Fragmento del documento:
Volviendo a los conservados en Santa María: uno de ellos levanta en la diestra en alto la espada, mientras que el segundo ya la ha dejado caer sobre el postrado dragón: La factura de las alas es también un rasgo que permite establecer la antes referida escala de pericia en la realización: en la primera de las figuras nombradas, las alas, con su diseño en curvo y suelto movimiento, permiten asegurar que se trata de la obra de un maestro. En el otro, por cierto parcialmente mutilada, aunque casi al mismo nivel del primero en el acabado de facciones y manos, se advierte igualmente la huella de la gubia indígena en la solución un tanto congelada y convencional de los paños.

Datos registrados:
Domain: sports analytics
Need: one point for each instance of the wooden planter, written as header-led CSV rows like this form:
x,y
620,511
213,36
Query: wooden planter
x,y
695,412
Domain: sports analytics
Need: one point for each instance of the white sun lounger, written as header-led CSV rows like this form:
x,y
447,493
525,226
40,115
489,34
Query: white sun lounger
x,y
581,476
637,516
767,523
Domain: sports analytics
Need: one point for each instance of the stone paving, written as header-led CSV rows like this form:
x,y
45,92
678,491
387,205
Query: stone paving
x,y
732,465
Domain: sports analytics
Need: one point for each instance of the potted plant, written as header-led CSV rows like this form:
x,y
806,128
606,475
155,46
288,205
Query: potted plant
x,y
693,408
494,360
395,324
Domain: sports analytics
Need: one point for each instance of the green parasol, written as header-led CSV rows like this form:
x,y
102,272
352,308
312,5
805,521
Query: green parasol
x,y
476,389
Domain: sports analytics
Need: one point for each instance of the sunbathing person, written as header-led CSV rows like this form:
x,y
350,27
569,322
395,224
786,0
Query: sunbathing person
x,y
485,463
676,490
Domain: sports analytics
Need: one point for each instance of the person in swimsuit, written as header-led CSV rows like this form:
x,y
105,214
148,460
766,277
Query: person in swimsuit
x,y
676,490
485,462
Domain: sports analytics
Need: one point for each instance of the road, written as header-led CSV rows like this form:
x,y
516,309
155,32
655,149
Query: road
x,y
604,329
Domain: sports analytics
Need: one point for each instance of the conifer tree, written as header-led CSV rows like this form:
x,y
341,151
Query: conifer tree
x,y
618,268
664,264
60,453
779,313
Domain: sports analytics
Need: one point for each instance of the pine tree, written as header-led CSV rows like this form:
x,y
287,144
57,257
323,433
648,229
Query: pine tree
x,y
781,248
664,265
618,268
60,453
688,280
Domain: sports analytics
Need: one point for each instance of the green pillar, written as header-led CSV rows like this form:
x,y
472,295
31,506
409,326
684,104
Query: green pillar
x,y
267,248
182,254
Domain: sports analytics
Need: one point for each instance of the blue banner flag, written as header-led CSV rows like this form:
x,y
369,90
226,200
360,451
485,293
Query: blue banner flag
...
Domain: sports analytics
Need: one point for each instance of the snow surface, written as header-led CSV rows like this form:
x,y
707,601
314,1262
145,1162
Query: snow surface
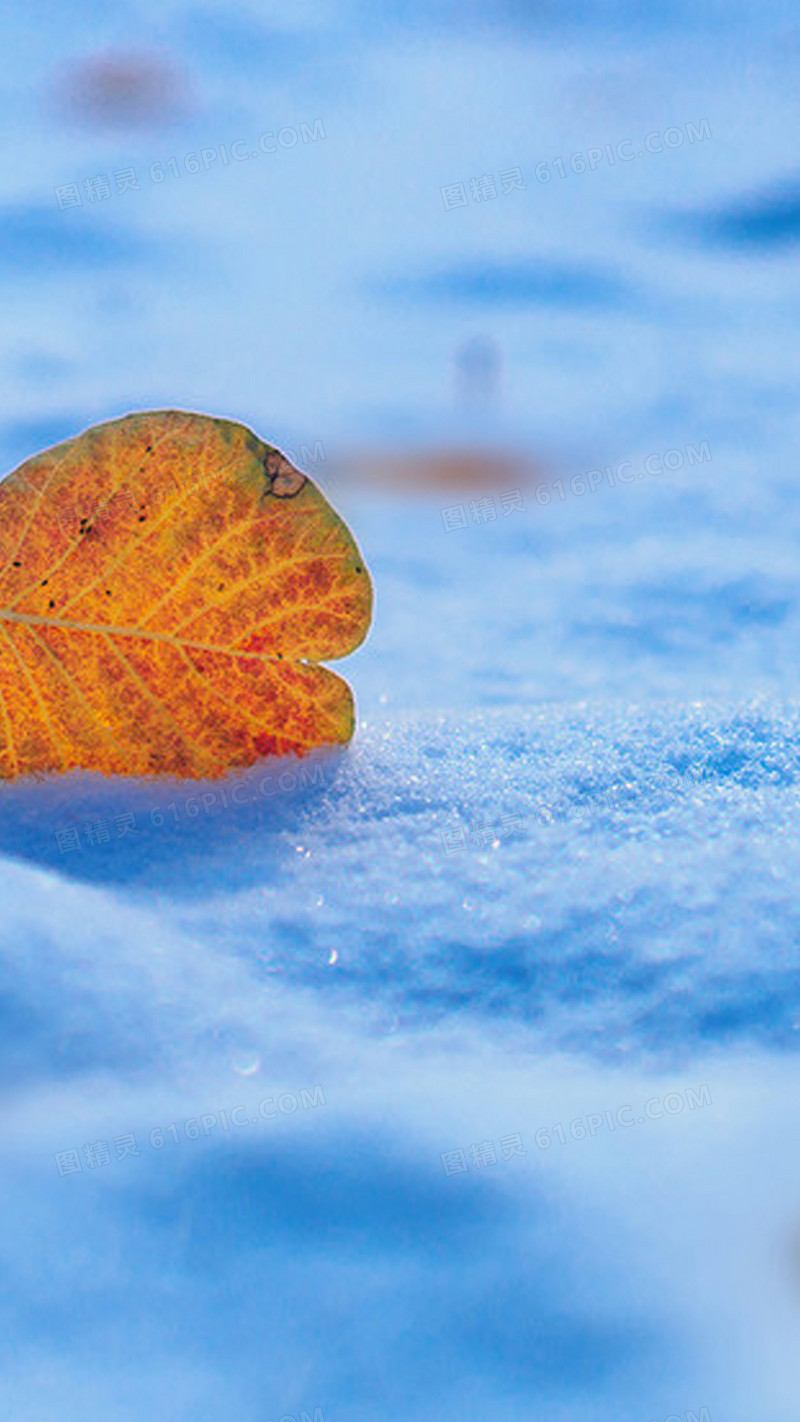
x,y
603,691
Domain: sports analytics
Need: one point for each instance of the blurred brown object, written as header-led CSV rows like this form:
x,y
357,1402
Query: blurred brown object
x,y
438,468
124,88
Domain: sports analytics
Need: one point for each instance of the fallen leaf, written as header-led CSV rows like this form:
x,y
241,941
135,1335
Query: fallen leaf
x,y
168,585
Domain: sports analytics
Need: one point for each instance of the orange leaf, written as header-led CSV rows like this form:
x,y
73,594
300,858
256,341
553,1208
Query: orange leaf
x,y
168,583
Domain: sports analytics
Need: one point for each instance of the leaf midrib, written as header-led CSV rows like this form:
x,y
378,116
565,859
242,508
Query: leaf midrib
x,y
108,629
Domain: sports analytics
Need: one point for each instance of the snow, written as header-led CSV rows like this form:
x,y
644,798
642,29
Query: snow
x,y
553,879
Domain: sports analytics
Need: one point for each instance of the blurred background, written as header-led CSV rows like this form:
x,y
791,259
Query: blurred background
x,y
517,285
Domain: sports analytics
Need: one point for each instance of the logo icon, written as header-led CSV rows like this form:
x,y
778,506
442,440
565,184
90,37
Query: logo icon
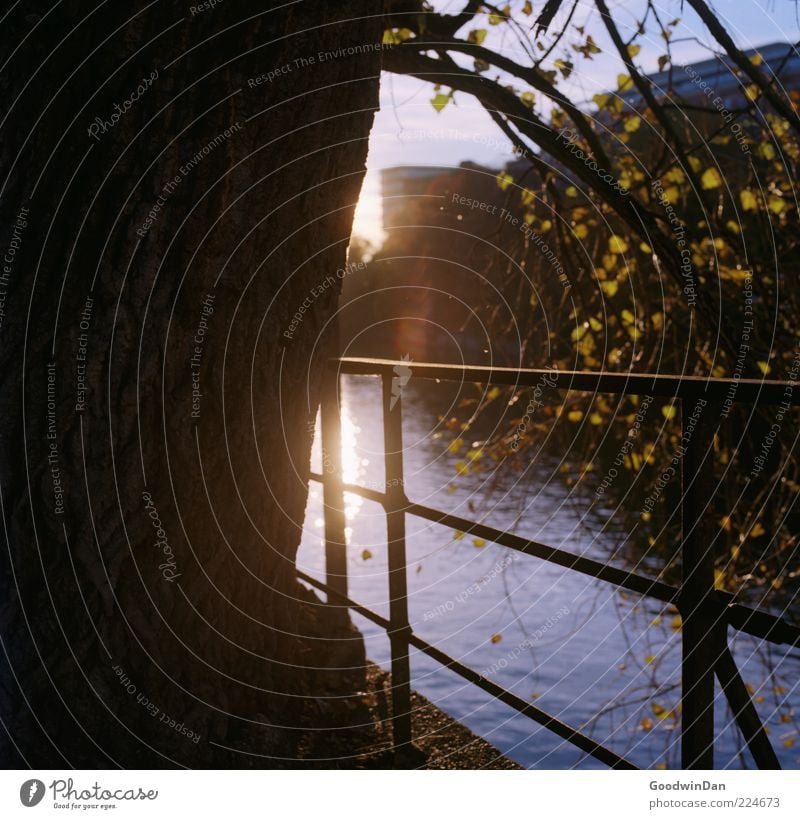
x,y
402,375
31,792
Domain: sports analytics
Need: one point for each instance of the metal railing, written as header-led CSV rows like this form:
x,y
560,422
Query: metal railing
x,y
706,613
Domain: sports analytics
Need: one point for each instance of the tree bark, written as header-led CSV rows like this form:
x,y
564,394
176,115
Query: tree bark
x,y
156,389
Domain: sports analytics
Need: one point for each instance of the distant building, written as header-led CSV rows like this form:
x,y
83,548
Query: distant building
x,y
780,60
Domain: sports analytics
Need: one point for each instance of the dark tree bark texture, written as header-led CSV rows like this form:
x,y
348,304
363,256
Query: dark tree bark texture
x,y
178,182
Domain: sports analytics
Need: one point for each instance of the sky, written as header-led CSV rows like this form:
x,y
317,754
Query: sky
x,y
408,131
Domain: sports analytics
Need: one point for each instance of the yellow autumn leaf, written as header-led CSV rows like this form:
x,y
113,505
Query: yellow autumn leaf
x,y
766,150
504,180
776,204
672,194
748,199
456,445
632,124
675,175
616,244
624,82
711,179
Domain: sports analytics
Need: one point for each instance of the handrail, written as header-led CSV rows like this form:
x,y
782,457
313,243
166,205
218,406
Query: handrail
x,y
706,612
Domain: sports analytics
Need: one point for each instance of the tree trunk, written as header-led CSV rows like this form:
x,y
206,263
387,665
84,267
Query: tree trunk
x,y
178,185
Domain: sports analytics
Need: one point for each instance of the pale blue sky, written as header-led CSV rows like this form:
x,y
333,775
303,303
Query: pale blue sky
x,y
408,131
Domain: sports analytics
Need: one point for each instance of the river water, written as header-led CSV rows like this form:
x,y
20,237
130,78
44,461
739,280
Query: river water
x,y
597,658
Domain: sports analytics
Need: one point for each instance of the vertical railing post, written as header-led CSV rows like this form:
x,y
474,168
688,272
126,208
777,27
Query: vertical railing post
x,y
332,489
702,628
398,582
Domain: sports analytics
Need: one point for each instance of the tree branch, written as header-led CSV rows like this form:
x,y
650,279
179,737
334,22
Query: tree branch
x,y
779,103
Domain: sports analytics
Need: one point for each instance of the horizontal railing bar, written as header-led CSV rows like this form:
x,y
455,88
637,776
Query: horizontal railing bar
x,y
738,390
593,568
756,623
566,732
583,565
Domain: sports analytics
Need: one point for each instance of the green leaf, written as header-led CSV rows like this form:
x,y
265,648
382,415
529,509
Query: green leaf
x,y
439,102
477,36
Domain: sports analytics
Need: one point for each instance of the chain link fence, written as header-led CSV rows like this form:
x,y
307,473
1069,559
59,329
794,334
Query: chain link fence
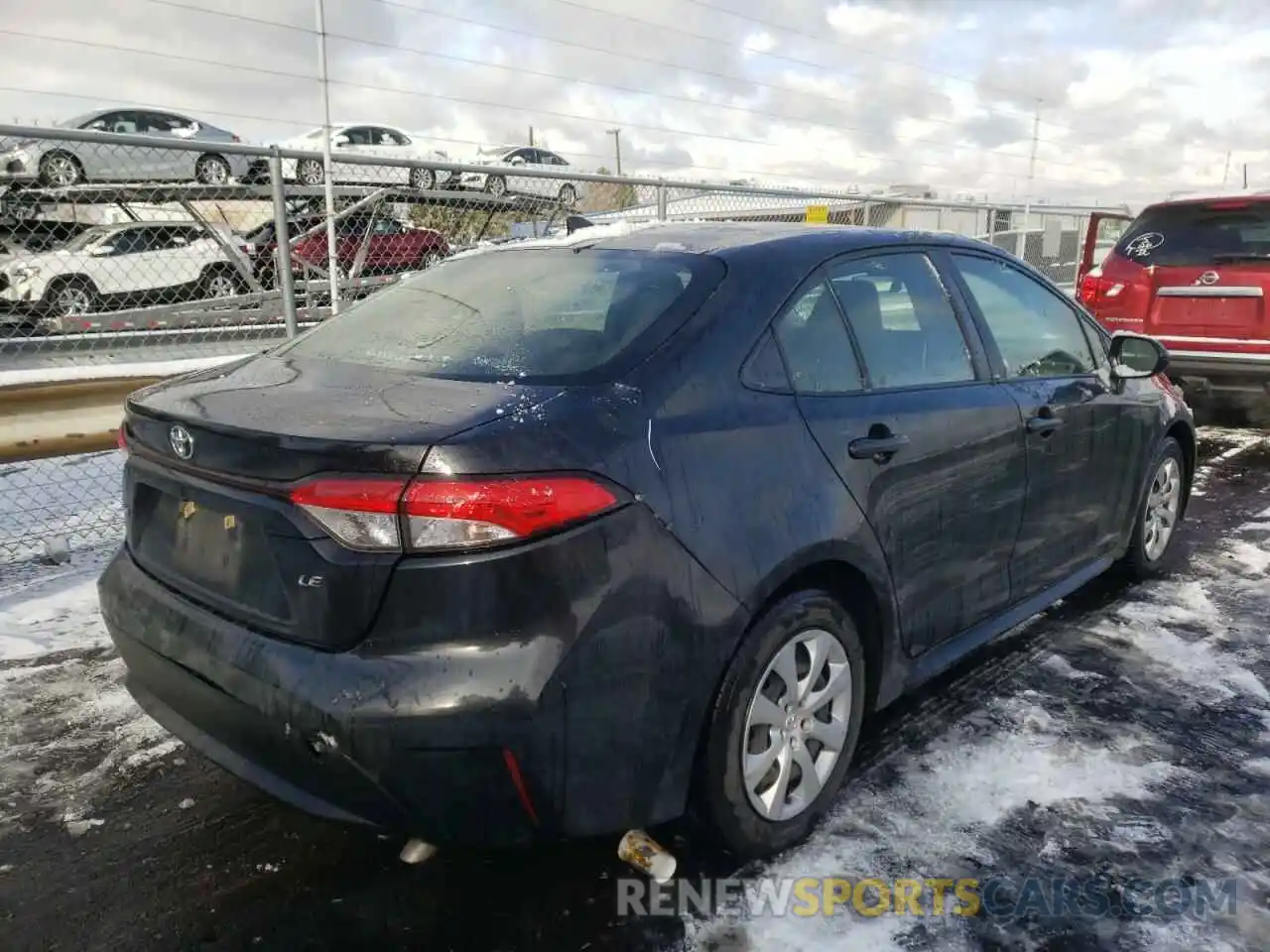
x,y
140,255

Retos:
(A) Traduzca al inglés esta oración del fragmento del documento: "En el otro, por cierto parcialmente mutilada, aunque casi al mismo nivel del primero en el acabado de facciones y manos, se advierte igualmente la huella de la gubia indígena en la solución un tanto congelada y convencional de los paños."
(B) Cambie en el fragmento del documento "dragón" por "monstruo" y reproduzca el texto entre "Volviendo a los" y "de los paños.", ambos incluidos.
(C) Según el fragmento del documento, ¿qué rasgo permite establecer la escala de pericia en la realización?

Resultados:
(A) In the other, incidentally partially mutilated, although almost on the same level as the first in the finish of the features and hands, the mark of the indigenous gouge can likewise be seen in the somewhat frozen and conventional treatment of the drapery.

(B)
Volviendo a los conservados en Santa María: uno de ellos levanta en la diestra en alto la espada, mientras que el segundo ya la ha dejado caer sobre el postrado monstruo: La factura de las alas es también un rasgo que permite establecer la antes referida escala de pericia en la realización: en la primera de las figuras nombradas, las alas, con su diseño en curvo y suelto movimiento, permiten asegurar que se trata de la obra de un maestro. En el otro, por cierto parcialmente mutilada, aunque casi al mismo nivel del primero en el acabado de facciones y manos, se advierte igualmente la huella de la gubia indígena en la solución un tanto congelada y convencional de los paños.

(C) La factura de las alas.